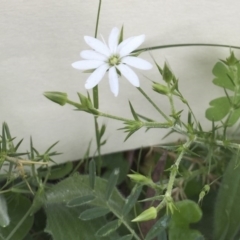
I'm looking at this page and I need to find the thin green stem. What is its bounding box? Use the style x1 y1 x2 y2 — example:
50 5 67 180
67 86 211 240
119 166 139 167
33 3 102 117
107 203 141 240
133 43 240 53
137 87 171 122
5 206 32 240
93 0 102 174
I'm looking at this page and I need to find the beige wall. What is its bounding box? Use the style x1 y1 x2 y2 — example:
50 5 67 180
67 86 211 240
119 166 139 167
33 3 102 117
0 0 240 163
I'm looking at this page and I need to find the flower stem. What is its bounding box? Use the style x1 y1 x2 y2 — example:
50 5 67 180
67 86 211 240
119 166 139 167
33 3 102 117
136 43 240 53
93 0 102 174
137 87 171 122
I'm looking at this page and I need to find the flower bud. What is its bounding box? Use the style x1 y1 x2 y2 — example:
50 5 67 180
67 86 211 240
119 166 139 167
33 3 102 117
127 173 153 185
132 207 157 222
152 82 170 95
44 92 68 106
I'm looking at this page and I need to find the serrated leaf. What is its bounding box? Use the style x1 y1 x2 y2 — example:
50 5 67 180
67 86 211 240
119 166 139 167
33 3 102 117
95 219 121 237
79 207 110 221
106 168 119 201
122 184 142 216
67 195 95 207
214 158 240 240
0 194 10 227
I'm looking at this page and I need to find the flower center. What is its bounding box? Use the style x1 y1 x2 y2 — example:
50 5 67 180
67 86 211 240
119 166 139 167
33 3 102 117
108 55 121 66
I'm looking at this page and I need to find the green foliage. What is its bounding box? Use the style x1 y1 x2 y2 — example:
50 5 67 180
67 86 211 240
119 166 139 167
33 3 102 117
206 53 240 126
0 194 33 240
214 157 240 240
169 200 204 240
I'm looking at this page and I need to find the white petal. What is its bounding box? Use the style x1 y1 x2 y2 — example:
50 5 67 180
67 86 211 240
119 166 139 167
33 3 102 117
80 50 107 61
84 36 110 56
72 60 104 70
121 56 152 70
117 64 140 87
108 27 119 53
85 64 108 89
108 67 119 97
119 35 145 57
117 37 134 53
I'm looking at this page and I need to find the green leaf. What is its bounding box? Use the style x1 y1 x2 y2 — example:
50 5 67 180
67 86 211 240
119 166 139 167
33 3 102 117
206 97 231 121
122 184 142 216
0 194 10 227
169 200 204 240
95 219 121 237
212 62 234 91
44 174 133 240
48 162 73 180
106 168 119 201
129 101 139 121
89 159 96 189
206 97 240 126
0 194 33 240
45 203 118 240
116 234 132 240
67 195 95 207
79 207 110 221
214 158 240 240
145 215 170 240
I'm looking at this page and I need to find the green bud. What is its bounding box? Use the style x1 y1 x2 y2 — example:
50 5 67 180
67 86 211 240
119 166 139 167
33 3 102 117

+---+

REQUIREMENTS:
Which lines of the material above contain the string "flower", with case counting? Locate each one and copy it in full.

ANSWER IN FULL:
I'm looking at this page and I need to find the flower stem. What is its bounding box? Use the style x1 y1 x2 y2 — example:
I'm looking at this page and I need to find the flower bud. What is its bounding box? Use the style x1 y1 x2 y2 — example:
I'm looking at this page and I need to find the flower center. What is its bounding box? Use the style x1 y1 x2 y2 — example:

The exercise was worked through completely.